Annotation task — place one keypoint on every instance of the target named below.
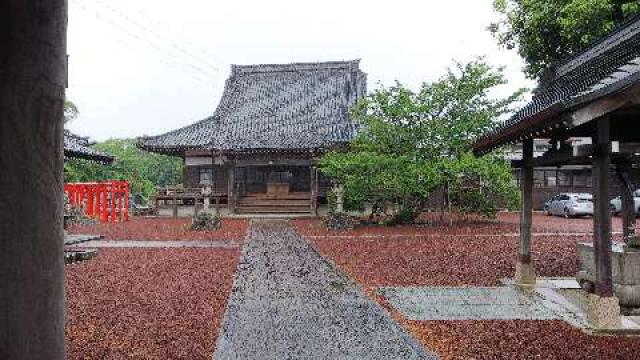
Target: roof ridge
(353, 65)
(615, 37)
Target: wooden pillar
(231, 191)
(314, 190)
(525, 271)
(175, 203)
(628, 204)
(602, 209)
(32, 93)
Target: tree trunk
(32, 86)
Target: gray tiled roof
(77, 147)
(275, 107)
(609, 65)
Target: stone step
(272, 209)
(273, 202)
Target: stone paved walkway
(287, 302)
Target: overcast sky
(144, 67)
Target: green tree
(71, 111)
(413, 143)
(545, 32)
(144, 171)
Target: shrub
(340, 221)
(406, 215)
(205, 221)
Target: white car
(616, 203)
(569, 205)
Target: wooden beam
(264, 162)
(604, 106)
(602, 212)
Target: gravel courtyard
(288, 303)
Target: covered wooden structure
(257, 151)
(594, 95)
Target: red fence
(106, 201)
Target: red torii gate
(106, 201)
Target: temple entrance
(273, 189)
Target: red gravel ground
(447, 260)
(506, 223)
(163, 229)
(461, 255)
(470, 254)
(147, 304)
(511, 340)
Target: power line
(204, 56)
(202, 63)
(177, 64)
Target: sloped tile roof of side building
(78, 147)
(606, 67)
(300, 106)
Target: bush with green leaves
(340, 221)
(413, 143)
(205, 221)
(406, 215)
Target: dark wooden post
(525, 271)
(314, 190)
(602, 210)
(231, 196)
(628, 205)
(32, 92)
(175, 203)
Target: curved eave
(534, 125)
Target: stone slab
(72, 239)
(156, 244)
(481, 303)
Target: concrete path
(287, 302)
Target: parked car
(569, 205)
(616, 203)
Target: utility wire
(179, 42)
(203, 64)
(177, 60)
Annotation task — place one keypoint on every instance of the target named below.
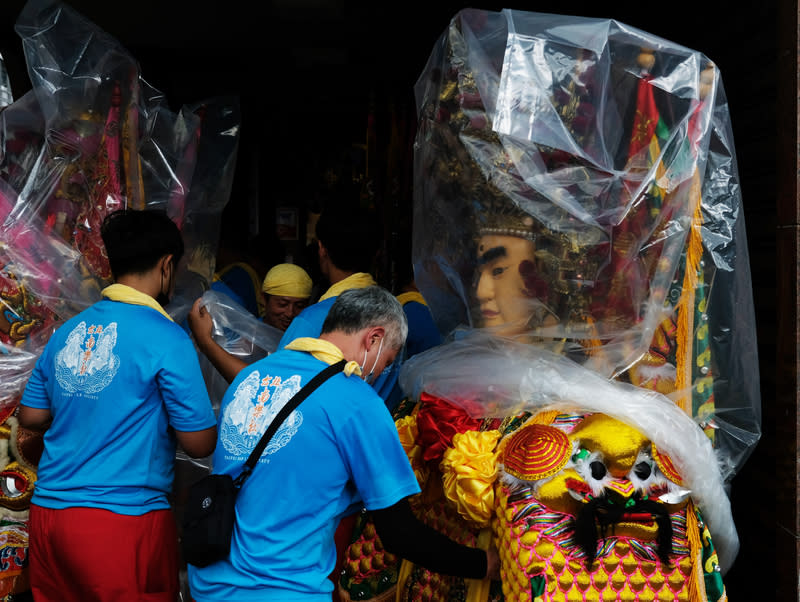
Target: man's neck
(336, 275)
(144, 283)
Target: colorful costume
(284, 553)
(576, 222)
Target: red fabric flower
(438, 421)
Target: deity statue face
════════════════════
Copy all the entries above line for line, leaving out the pictures.

EXPECTED OUTPUT ::
Annotation task — place one keypoint on every instance of the target named below.
Target: roof ridge
(353, 65)
(615, 37)
Target: wooden pillar
(231, 191)
(314, 190)
(525, 271)
(175, 203)
(628, 204)
(602, 209)
(32, 93)
Target: tree trunk
(32, 86)
Target: gray tiled roof
(77, 147)
(275, 107)
(609, 65)
Target: stone step
(272, 209)
(273, 202)
Target: stone paved walkway
(287, 302)
Target: overcast sky
(144, 67)
Target: green tree
(71, 111)
(413, 143)
(545, 32)
(144, 171)
Target: shrub
(340, 221)
(406, 215)
(205, 221)
Target: white car
(616, 203)
(569, 205)
Target: wooden beam
(264, 162)
(604, 106)
(602, 212)
Target: gravel courtyard
(288, 303)
Target: covered wooden structure
(257, 151)
(594, 95)
Target: red fence
(106, 201)
Target: red torii gate
(106, 201)
Target: temple entrance
(273, 189)
Target: red gravel ground
(447, 260)
(506, 223)
(163, 229)
(461, 255)
(470, 254)
(147, 304)
(511, 340)
Target: power line
(204, 56)
(202, 63)
(177, 64)
Target: sloped tile roof of side building
(78, 147)
(606, 67)
(300, 106)
Target: bush with green leaves
(340, 221)
(413, 143)
(205, 221)
(406, 215)
Target: dark wooden post
(525, 271)
(314, 190)
(602, 210)
(231, 196)
(628, 205)
(32, 92)
(175, 203)
Target: curved eave
(534, 125)
Target: stone slab
(72, 239)
(156, 244)
(481, 303)
Target: concrete path
(287, 302)
Target: parked car
(569, 205)
(616, 203)
Target: utility wire
(179, 42)
(203, 64)
(177, 60)
Annotation task — place one keypoint on every instance of the target named below.
Target: man's neck
(336, 275)
(144, 283)
Target: colorful costume
(284, 553)
(576, 222)
Target: red fabric flower
(438, 421)
Target: deity statue face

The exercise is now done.